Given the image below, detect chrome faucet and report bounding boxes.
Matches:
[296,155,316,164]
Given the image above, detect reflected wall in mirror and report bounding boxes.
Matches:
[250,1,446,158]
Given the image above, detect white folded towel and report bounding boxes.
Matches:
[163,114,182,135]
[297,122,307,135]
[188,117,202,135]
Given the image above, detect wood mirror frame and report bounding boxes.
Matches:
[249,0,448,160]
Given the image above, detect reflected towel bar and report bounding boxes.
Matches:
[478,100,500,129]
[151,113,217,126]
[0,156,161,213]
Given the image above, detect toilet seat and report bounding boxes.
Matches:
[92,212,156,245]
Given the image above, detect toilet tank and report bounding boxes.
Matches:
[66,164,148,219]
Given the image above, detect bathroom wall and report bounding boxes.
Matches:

WHAT THIS TASK INVOLVES: Pull out every one of the entries above and copy each line word for word, with no changes.

ANSWER TO THIS EXERCISE:
Given the image below, detect chrome faucet and report bounding boxes.
Matches:
[296,155,316,164]
Given the image above, detect reflected wall in mirror and report bounding boxes.
Matches:
[250,1,446,158]
Given the image above, detect white folded towel and report bounding boxes.
Matches:
[163,114,182,135]
[297,122,307,135]
[188,117,202,135]
Given the image above, detect wood mirror frame and report bounding boxes.
Matches:
[249,0,448,160]
Given the image above, detect reflected towel bar and report bounding boxes.
Matches:
[478,100,500,129]
[151,113,217,126]
[0,156,161,213]
Given the image above, detect toilet seat and report bounding boxes.
Matches:
[92,212,156,245]
Given the image above, detect toilet tank and report bounding boxes.
Matches:
[66,164,148,219]
Given the image above, detect bathroom wall and report bounding boxes.
Matches:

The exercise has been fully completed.